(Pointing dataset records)
□ □ □ □
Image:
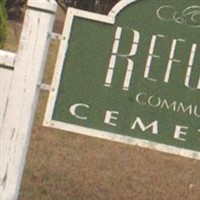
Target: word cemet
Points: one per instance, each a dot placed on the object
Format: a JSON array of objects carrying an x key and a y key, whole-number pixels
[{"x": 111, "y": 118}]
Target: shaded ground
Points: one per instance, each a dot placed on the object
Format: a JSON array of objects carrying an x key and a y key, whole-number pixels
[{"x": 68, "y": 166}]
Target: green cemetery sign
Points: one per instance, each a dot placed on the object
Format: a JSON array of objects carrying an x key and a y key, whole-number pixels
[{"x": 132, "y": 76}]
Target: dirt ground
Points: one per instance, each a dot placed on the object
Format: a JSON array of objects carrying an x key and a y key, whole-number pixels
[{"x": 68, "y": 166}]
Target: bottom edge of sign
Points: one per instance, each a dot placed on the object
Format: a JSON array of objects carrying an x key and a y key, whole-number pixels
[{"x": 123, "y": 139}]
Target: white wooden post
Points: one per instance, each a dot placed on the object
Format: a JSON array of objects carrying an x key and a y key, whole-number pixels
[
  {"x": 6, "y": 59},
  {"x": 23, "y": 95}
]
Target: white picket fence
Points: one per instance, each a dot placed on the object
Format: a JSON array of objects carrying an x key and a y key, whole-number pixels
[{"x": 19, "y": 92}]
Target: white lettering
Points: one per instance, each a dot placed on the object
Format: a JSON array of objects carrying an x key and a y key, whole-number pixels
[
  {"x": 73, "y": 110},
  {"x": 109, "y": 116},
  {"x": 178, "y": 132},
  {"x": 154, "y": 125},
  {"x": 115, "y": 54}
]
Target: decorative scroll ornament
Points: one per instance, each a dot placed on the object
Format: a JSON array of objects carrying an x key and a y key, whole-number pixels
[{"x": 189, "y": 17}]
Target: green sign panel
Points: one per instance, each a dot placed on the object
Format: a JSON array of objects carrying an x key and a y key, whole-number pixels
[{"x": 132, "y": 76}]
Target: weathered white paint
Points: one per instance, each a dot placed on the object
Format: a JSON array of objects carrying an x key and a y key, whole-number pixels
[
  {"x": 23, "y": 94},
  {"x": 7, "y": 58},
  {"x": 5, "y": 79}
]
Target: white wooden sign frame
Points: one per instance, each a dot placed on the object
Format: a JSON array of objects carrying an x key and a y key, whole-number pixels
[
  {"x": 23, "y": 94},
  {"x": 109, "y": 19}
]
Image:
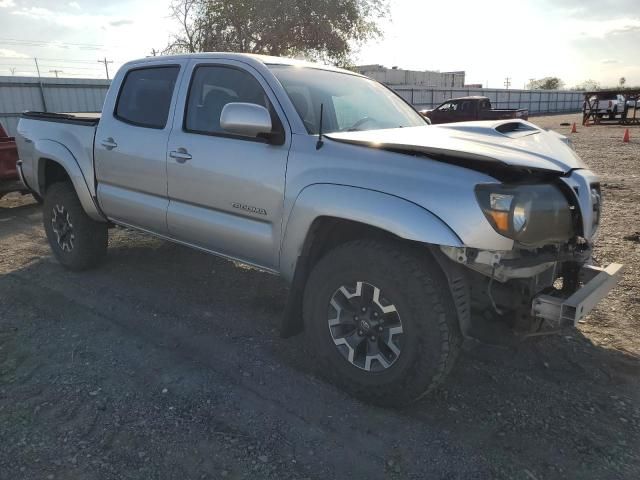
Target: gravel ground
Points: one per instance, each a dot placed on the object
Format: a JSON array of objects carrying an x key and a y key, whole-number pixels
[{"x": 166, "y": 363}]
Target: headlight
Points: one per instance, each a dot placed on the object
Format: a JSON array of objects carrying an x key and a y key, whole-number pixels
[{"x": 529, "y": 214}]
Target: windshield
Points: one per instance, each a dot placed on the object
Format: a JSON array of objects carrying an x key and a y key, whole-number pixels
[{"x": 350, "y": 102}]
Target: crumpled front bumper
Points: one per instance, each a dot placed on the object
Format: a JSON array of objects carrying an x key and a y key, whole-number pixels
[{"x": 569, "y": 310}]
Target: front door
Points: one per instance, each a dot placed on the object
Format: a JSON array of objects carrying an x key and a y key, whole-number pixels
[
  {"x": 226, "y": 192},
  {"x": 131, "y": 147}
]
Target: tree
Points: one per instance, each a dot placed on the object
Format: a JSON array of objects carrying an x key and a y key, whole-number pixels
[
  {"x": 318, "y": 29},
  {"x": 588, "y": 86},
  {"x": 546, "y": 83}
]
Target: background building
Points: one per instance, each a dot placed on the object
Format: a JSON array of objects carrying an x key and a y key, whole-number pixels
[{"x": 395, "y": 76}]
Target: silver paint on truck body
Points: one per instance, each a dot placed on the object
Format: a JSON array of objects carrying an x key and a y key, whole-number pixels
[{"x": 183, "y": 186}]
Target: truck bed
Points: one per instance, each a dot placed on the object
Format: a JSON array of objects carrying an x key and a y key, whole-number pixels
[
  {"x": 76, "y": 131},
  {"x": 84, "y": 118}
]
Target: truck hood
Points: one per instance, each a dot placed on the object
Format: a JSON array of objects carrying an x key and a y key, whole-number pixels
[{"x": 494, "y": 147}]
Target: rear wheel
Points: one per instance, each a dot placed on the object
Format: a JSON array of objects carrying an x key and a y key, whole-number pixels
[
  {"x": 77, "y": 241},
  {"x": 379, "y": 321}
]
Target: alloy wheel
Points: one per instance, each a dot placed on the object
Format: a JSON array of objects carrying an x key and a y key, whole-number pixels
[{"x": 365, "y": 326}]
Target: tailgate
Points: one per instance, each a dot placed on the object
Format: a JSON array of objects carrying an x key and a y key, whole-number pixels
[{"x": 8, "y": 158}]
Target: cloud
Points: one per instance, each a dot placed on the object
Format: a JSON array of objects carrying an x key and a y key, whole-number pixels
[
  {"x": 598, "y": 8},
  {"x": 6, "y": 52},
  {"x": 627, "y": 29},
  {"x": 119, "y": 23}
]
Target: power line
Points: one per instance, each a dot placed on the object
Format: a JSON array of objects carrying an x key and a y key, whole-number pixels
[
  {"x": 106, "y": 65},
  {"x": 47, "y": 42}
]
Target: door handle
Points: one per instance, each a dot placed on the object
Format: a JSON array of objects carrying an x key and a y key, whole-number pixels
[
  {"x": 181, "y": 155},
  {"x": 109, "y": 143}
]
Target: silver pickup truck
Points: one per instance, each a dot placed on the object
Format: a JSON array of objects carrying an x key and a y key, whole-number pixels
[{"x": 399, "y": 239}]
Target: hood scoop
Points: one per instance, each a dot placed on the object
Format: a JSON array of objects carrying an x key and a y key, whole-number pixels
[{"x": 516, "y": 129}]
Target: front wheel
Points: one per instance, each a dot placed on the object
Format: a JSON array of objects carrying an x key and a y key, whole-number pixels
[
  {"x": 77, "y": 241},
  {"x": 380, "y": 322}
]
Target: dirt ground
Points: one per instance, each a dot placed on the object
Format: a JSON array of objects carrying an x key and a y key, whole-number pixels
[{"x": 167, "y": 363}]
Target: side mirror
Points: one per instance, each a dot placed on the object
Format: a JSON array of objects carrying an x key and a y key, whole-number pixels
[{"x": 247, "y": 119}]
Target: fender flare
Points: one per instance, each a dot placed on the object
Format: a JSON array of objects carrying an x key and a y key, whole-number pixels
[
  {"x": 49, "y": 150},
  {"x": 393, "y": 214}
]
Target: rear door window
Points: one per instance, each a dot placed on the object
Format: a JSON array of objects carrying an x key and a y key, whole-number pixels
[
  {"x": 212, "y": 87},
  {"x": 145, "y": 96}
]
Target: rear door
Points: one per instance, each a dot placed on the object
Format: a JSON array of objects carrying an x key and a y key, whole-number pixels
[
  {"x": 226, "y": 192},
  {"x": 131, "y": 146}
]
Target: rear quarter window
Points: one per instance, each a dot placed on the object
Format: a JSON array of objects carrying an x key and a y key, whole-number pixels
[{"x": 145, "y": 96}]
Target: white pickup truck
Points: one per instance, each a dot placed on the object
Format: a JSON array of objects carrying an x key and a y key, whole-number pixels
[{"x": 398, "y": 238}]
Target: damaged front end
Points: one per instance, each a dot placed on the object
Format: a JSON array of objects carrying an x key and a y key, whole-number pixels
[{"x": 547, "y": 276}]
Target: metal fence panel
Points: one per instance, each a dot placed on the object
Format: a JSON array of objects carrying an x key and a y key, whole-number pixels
□ □ □ □
Written instruction =>
Copy out all of the data word for word. Do not carry over any picture.

Solved problem =>
Image:
Target: word cemet
Points: one per instance, each a dot placed on the object
Format: a JSON array of objects carrying an x key and a y key, whole-number pixels
[{"x": 111, "y": 118}]
Target: shaded ground
Points: one per instance, each a dot placed on the object
Format: a JSON array of objects carrying an x key and a y key, whole-number pixels
[{"x": 68, "y": 166}]
Target: green cemetery sign
Points: one per instance, each a dot placed on the object
Format: a JSON array of objects carrying an x key and a y key, whole-number pixels
[{"x": 132, "y": 76}]
Target: dirt ground
Points: one per instance, each a dot placed on the object
Format: a JSON array of objects carrying an x key and a y key, whole-number pixels
[{"x": 68, "y": 166}]
Target: bottom edge of sign
Points: one per instance, each a dot placed on the object
Format: a JSON array of objects carrying an x key and a y key, whole-number pixels
[{"x": 123, "y": 139}]
Target: white wooden post
Points: one per instance, each a dot placed on the object
Format: a JSON array of objects carrying an x key and a y key, whole-number pixels
[
  {"x": 6, "y": 59},
  {"x": 23, "y": 95}
]
Target: white picket fence
Points: one per instance, each a dot placed on the object
Format: a JSON array of objects carrying an x key and a y key, whole-number pixels
[{"x": 19, "y": 92}]
Target: white lettering
Points: one per instance, each a dot placed on the object
Format: a JSON array of objects carrying an x key and a y key, whole-number pixels
[
  {"x": 73, "y": 110},
  {"x": 109, "y": 116},
  {"x": 178, "y": 132},
  {"x": 154, "y": 125},
  {"x": 115, "y": 54}
]
Target: decorative scroll ornament
Points: one per instance, each a dot placed on the object
Format: a JSON array of objects carrying an x key and a y key, whole-number pixels
[{"x": 189, "y": 17}]
Target: green sign panel
Points: one per instance, each a dot placed on the object
Format: a JSON array of objects carrying an x key and a y key, whole-number pixels
[{"x": 132, "y": 76}]
Target: weathered white paint
Points: one per instance, each a dot placed on the object
Format: a JSON array of objects carrying an x key and a y key, whole-number pixels
[
  {"x": 23, "y": 94},
  {"x": 7, "y": 58},
  {"x": 5, "y": 79}
]
Target: white wooden sign frame
Points: one per instance, each a dot placed on the object
Format: a JSON array of objects carrying an x key and a y key, whole-number pixels
[
  {"x": 23, "y": 94},
  {"x": 109, "y": 19}
]
Image:
Target: gravel ground
Points: one per instance, each a dot placed on the object
Format: a JSON array of objects carrying an x key and a y key, whole-number pixels
[{"x": 166, "y": 363}]
Target: headlight
Points: one per instance, each a dot placed on the object
Format: a JSON array of objects carrying an x key and a y key, whole-number pixels
[{"x": 529, "y": 214}]
Target: windshield
Points: one per instance, each a dot placed on the object
Format: a JSON array of objects carrying an x key and a y key, whole-number pixels
[{"x": 350, "y": 102}]
Target: crumpled front bumper
Points: one per instance, each a dot placed on the object
Format: a JSON array of objects carrying an x key and a y key, whole-number pixels
[{"x": 569, "y": 310}]
Target: front door
Points: one per instance, each a dot placed on the object
Format: a JSON array of objects carrying an x key and a y key, whole-number pixels
[
  {"x": 226, "y": 192},
  {"x": 131, "y": 147}
]
Target: tree
Points: one per instance, each a dot placed on the object
Format: a JSON array of objects carrying an x key and a y key, whole-number pixels
[
  {"x": 318, "y": 29},
  {"x": 588, "y": 86},
  {"x": 546, "y": 83}
]
Target: background building
Points: one per instance, each a dot placed on the object
Format: a JSON array of objects carrying an x key and a y key, whole-number pixels
[{"x": 395, "y": 76}]
Target: silver paint on truck body
Points: one per instance, each a dot placed on the object
Format: a JSON array of objects carrying an x key and a y key, whole-number pixels
[{"x": 183, "y": 186}]
Target: truck bed
Points: one per instance, each a dot placed on the object
Format: a JSON array of objects carrying an x key and a y key, whole-number pixels
[
  {"x": 76, "y": 131},
  {"x": 84, "y": 118}
]
Target: truck hood
Points: one per instance, each a dot placed on the object
Format: a JSON array of objects carrying an x key and a y key, whole-number pixels
[{"x": 494, "y": 147}]
Target: rear wheel
Points: one per instance, each a dot placed on the object
Format: a JSON array of objects carrying an x key and a y key, whole-number pixels
[
  {"x": 77, "y": 241},
  {"x": 379, "y": 321}
]
Target: alloy wheel
Points: one per instance, each a dot placed on the object
Format: a JSON array of objects carrying an x key and a y key, whole-number pixels
[{"x": 365, "y": 326}]
Target: tailgate
Points: one per instance, each a dot placed on the object
Format: a JSON array of objects carrying an x key and a y key, whole-number pixels
[{"x": 8, "y": 158}]
Target: cloud
Points: one per instance, each a dot placed on the object
Format: a JSON array of objects carrying an x key and a y key, whole-number pixels
[
  {"x": 598, "y": 8},
  {"x": 6, "y": 52},
  {"x": 627, "y": 29},
  {"x": 119, "y": 23}
]
Target: power line
Points: one per instance, each a dot placed on the object
Format: a JSON array of objects carrying an x key and a y key, whole-number pixels
[
  {"x": 106, "y": 65},
  {"x": 47, "y": 42}
]
Target: door handle
Points: one per instance, each a dot placed on the object
Format: a JSON array of objects carrying an x key and a y key, whole-number pixels
[
  {"x": 181, "y": 155},
  {"x": 109, "y": 143}
]
Target: silver pickup truck
Points: one per instance, each a dot placed on the object
Format: a JSON array of objects carrying an x key and a y key, whole-number pixels
[{"x": 399, "y": 239}]
Target: hood scoop
Points: one per instance, each a dot placed on the object
Format: a JSON array of objects carrying an x key and a y key, whole-number pixels
[{"x": 516, "y": 129}]
Target: front wheel
Points: one per instance, each a dot placed on the object
Format: a JSON array of objects carrying an x key and a y key, whole-number pixels
[
  {"x": 77, "y": 241},
  {"x": 380, "y": 322}
]
Target: dirt ground
Points: one per instance, each a dot placed on the object
Format: a JSON array of objects carrying an x key and a y key, whole-number pixels
[{"x": 167, "y": 363}]
Target: side mirror
Points: one per instance, each a dot placed on the object
Format: a JSON array of objects carrying an x key and a y key, whole-number pixels
[{"x": 247, "y": 119}]
Target: fender flare
Points: one per instance, each a dot placed on the object
Format: a JSON array of objects carrying an x key and a y key, whole-number pixels
[
  {"x": 49, "y": 150},
  {"x": 393, "y": 214}
]
Target: rear door window
Points: one per instance, each a dot placed on the object
Format: a JSON array of objects carrying an x key and a y key, whole-number pixels
[
  {"x": 212, "y": 87},
  {"x": 145, "y": 96}
]
Target: rear door
Points: one per instance, each a dot placed on the object
Format: a JSON array of objects carrying an x key and a y key, whole-number pixels
[
  {"x": 226, "y": 192},
  {"x": 131, "y": 146}
]
Target: rear quarter window
Points: one per instance, each a dot placed on the object
Format: a JSON array of objects carrying an x key and a y key, whole-number pixels
[{"x": 145, "y": 96}]
Target: white pickup truck
Points: one per instance, each a dot placed on the object
Format: a JSON array of objects carrying an x key and a y key, whole-number pixels
[{"x": 398, "y": 238}]
Target: damaged front end
Points: one per instance, each a dot placed on the object
Format: a JSON array of objects carrying an x key and a y key, whole-number pixels
[{"x": 547, "y": 276}]
Target: metal fence panel
Points: one per instance, each a dot placed on the object
Format: a JSON array of objects carrying an x key and a y key, whole-number pixels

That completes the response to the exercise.